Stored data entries
=-=-=
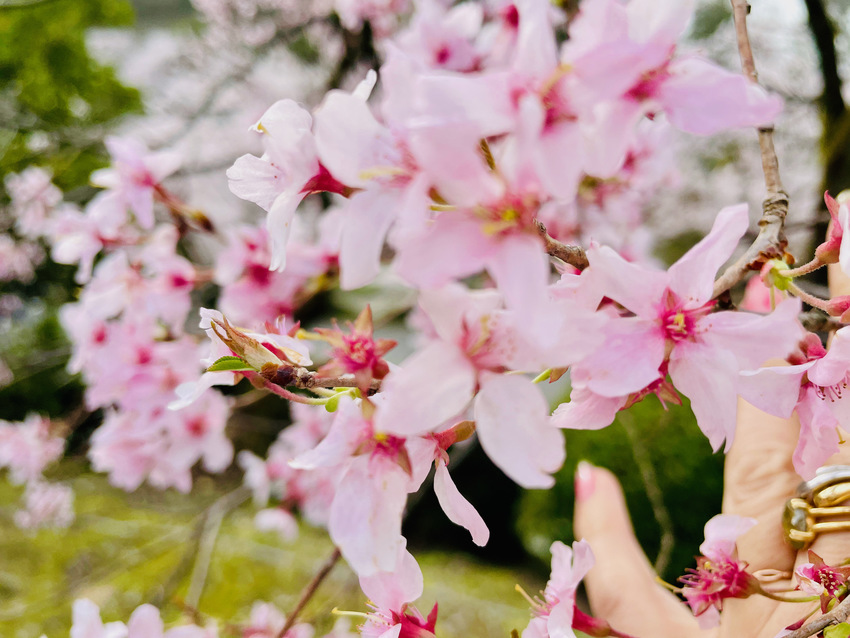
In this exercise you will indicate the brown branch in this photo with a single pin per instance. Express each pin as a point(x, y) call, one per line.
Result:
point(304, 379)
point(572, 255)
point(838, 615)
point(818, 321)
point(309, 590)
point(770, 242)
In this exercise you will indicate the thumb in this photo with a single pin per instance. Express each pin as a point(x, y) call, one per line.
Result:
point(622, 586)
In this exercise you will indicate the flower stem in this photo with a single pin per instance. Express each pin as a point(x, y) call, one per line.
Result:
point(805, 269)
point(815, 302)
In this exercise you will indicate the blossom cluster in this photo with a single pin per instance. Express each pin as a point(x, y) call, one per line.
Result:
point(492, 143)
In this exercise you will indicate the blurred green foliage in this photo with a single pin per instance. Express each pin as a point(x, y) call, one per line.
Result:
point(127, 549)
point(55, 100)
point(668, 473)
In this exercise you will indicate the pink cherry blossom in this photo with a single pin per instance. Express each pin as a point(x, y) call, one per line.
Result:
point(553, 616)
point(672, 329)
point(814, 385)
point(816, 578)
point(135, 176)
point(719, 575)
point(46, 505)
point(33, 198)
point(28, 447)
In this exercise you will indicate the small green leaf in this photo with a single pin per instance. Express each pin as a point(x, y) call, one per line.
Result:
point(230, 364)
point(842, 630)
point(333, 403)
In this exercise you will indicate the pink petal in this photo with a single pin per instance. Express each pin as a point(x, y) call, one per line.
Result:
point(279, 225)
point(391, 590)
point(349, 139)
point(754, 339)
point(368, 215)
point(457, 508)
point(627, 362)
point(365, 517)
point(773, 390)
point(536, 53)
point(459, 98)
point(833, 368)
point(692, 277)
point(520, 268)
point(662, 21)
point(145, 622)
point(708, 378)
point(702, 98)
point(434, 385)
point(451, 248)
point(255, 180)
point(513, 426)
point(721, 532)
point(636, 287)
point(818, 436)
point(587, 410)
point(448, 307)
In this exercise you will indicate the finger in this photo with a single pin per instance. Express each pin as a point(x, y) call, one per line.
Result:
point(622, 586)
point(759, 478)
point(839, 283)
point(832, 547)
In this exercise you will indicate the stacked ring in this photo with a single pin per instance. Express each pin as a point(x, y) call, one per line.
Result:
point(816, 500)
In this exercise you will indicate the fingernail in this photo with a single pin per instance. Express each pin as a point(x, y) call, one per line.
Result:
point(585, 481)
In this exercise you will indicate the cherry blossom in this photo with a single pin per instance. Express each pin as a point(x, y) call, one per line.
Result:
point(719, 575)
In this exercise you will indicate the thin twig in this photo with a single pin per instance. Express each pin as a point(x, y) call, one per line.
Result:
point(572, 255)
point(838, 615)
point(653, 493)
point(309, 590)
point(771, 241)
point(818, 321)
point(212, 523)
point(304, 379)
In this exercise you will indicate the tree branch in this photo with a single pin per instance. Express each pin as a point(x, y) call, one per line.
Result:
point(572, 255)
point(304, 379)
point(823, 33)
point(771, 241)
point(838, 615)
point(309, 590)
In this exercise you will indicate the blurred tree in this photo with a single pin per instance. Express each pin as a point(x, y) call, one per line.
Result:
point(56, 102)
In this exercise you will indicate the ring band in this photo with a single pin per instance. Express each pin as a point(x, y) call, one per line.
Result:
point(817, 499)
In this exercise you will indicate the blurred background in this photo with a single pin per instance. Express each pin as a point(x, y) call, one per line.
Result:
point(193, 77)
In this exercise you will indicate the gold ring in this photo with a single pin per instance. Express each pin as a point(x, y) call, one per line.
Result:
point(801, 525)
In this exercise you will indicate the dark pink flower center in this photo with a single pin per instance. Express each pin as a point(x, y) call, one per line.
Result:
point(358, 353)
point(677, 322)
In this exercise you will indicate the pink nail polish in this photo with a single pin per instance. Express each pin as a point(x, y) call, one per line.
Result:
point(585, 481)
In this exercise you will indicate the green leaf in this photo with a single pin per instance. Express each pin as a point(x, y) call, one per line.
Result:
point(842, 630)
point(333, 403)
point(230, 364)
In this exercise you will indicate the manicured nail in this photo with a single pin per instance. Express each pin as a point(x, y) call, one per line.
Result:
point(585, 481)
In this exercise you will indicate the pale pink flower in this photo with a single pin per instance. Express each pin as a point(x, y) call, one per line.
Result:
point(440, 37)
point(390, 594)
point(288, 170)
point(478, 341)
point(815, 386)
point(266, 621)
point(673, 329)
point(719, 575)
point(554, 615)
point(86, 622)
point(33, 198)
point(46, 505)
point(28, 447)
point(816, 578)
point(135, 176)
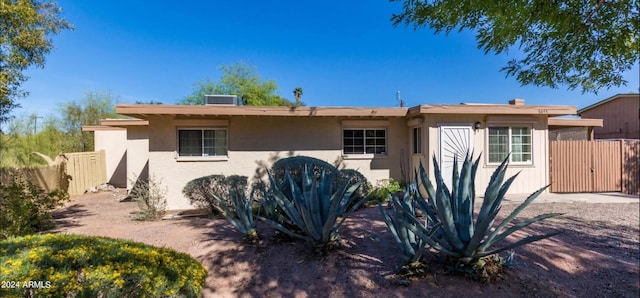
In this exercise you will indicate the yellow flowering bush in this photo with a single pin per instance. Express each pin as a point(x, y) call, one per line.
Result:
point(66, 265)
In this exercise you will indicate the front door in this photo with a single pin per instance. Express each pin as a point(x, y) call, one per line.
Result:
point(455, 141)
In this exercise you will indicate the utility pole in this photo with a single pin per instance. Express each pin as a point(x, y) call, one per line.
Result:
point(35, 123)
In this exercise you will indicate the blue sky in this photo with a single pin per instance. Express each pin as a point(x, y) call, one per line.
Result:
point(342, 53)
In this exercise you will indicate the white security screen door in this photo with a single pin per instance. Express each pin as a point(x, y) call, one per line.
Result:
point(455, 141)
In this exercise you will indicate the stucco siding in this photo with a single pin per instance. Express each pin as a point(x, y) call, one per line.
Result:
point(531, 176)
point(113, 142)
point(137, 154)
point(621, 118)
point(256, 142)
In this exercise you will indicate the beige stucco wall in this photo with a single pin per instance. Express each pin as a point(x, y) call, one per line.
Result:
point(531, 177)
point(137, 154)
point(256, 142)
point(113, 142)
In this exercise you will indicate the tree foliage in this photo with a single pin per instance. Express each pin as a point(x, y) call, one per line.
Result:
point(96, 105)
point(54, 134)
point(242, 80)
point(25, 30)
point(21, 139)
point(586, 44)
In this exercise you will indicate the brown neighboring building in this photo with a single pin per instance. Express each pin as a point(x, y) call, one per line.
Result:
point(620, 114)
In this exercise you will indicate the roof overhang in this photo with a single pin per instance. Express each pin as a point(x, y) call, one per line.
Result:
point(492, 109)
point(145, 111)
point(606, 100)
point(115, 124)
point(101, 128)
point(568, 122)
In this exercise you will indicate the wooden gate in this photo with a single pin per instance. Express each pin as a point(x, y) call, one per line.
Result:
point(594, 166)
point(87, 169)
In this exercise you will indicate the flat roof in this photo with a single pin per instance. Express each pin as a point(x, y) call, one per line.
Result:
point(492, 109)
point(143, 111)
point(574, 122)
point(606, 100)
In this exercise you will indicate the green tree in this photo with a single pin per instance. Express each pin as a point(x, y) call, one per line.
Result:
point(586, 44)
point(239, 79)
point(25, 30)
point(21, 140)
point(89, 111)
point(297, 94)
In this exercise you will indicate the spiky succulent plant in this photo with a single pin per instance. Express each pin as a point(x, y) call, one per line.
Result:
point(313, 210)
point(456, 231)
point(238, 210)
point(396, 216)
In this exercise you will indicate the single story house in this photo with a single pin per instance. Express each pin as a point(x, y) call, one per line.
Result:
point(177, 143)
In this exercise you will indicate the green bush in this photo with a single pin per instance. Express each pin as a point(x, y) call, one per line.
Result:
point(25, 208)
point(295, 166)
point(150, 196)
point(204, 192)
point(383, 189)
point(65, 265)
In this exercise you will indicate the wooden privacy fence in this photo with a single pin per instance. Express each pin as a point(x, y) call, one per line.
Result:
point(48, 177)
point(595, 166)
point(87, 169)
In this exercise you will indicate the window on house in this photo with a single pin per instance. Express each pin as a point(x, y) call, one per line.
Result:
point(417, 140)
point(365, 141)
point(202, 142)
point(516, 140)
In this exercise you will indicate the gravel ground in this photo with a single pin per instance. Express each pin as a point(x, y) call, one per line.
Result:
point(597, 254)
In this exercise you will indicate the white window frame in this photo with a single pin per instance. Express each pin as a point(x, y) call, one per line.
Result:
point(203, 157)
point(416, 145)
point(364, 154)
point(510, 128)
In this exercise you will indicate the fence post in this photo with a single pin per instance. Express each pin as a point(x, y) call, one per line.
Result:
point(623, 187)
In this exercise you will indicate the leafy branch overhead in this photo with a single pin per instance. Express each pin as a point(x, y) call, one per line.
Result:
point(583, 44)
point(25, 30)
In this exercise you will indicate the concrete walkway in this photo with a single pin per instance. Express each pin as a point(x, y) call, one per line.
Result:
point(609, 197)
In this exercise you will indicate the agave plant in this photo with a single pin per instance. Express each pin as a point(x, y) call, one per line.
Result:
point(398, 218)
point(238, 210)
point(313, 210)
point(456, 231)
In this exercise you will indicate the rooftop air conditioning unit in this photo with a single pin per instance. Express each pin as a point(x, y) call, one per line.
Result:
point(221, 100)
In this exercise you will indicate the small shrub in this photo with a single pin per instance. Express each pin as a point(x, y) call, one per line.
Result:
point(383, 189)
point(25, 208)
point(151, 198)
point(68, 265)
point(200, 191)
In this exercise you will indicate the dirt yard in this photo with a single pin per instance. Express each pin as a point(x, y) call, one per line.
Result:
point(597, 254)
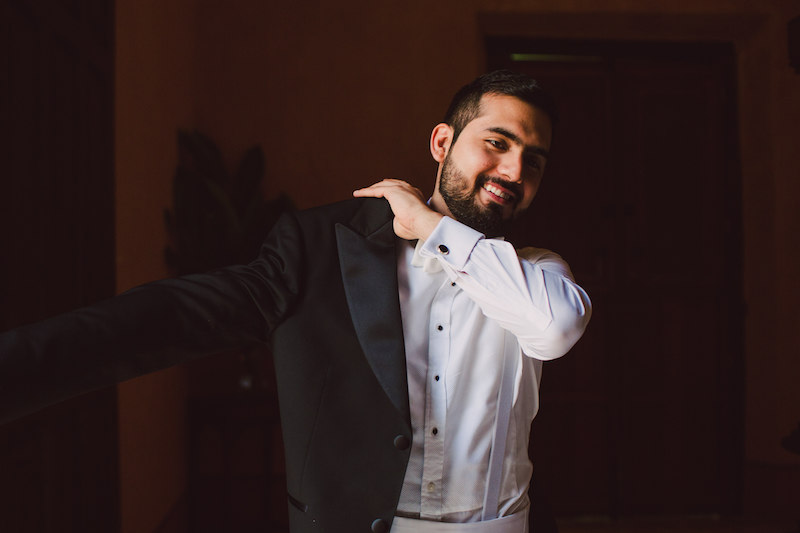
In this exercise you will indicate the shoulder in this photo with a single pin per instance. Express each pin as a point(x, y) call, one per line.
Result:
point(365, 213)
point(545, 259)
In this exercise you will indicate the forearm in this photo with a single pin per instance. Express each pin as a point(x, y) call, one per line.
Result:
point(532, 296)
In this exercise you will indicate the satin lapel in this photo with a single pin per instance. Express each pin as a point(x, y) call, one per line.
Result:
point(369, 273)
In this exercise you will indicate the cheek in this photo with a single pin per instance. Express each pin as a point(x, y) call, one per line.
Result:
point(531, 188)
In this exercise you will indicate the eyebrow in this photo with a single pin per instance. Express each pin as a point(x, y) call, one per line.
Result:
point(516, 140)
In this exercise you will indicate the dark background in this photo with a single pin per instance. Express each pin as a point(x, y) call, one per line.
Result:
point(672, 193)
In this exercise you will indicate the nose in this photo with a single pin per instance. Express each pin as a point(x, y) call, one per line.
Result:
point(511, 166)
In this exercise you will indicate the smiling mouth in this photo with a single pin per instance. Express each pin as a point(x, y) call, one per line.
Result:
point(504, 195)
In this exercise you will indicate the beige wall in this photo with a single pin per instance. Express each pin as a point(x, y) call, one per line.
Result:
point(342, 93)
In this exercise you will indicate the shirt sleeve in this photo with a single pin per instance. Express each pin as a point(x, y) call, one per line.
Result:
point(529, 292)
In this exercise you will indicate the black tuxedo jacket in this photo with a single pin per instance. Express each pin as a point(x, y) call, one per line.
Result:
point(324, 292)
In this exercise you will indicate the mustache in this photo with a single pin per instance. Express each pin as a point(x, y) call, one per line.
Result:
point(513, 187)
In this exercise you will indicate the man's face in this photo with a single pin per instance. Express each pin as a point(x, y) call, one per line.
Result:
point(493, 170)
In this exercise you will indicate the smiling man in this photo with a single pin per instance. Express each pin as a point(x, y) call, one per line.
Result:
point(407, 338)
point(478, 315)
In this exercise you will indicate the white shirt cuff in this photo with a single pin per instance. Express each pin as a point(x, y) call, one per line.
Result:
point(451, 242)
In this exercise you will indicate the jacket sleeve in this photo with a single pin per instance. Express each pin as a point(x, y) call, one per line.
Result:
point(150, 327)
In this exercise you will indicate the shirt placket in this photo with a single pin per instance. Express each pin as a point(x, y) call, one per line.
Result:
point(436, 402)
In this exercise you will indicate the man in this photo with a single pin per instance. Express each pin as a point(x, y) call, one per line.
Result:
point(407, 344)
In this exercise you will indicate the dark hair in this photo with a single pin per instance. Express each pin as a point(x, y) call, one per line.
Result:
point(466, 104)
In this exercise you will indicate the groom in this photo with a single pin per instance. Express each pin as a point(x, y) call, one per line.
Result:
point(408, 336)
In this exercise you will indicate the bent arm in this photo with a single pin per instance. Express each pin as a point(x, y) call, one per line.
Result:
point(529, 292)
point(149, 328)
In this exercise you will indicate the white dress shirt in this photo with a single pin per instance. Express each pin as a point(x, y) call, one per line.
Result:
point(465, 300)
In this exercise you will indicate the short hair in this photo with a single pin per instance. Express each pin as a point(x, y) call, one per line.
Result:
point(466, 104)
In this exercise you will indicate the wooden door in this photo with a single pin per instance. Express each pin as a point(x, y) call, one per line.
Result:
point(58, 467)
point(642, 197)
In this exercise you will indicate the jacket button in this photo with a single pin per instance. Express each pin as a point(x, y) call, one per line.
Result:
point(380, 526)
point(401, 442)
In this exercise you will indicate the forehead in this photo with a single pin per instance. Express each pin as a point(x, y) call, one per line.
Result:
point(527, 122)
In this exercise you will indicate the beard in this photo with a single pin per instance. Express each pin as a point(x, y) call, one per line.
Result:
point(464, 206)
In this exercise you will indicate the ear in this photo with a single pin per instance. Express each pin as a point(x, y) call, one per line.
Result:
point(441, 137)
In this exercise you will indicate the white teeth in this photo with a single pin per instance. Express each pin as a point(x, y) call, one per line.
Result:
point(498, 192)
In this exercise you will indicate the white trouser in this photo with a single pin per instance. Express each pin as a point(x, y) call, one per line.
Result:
=-=-=
§ EXERCISE PROMPT
Where does the string "fence" appear in the records above? Return every line that holds it.

§ COMPLETED TASK
In this exercise you will indicate the wooden privacy fence in this photo with a single pin per instance. Express each pin as a point(x, y) call, one per line.
In this exercise you will indicate the fence post in this photo with a single pin per instance. Express each pin as a point(x, y) call, one per line.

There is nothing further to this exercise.